## Task material
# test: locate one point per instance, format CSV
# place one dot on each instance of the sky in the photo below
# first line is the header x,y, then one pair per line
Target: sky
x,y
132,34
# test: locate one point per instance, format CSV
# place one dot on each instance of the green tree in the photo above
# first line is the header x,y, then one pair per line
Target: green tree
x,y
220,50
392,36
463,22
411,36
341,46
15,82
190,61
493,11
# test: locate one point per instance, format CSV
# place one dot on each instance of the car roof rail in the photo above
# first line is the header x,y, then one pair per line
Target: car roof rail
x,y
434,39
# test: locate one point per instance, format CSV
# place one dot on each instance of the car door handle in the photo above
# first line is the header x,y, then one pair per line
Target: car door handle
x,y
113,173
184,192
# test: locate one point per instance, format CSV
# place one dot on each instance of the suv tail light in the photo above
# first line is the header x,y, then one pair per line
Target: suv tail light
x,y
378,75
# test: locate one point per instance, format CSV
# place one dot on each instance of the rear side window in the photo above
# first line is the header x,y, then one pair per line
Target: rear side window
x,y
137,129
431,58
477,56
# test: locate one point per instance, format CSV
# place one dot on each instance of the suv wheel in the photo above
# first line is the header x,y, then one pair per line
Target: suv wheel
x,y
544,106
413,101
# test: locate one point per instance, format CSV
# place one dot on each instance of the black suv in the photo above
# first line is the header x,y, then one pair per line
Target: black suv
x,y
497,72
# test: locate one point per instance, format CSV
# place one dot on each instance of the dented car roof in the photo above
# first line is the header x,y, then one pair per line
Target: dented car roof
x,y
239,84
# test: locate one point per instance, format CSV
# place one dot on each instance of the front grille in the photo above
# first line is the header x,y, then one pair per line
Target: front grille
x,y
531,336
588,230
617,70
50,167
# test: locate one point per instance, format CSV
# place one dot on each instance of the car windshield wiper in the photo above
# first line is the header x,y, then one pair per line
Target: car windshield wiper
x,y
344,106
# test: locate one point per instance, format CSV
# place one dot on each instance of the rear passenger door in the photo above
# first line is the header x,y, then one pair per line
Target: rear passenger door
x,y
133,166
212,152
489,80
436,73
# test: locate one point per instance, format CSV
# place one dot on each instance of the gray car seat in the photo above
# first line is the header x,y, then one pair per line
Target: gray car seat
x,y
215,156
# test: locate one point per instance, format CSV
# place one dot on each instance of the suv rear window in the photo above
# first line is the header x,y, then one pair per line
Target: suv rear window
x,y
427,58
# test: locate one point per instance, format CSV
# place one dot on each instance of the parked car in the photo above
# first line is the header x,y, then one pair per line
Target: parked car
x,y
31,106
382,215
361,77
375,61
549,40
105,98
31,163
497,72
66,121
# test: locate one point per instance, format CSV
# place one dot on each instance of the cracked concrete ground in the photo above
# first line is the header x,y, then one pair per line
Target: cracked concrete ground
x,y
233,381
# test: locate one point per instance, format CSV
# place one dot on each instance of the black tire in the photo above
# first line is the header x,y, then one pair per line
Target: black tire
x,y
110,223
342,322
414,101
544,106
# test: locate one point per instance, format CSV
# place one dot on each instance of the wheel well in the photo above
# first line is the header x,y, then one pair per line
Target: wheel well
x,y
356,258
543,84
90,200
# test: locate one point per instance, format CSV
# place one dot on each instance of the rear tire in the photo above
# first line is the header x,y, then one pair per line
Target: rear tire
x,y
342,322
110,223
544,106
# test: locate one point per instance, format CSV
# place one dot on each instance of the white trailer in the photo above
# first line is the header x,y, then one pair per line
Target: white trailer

## Given exercise
Locate every line in the listing above that contains the string "ground", and reproduce each such line in full.

## Exercise output
# place one dot on each instance of the cracked concrete ground in the photo above
Target: cracked concrete ground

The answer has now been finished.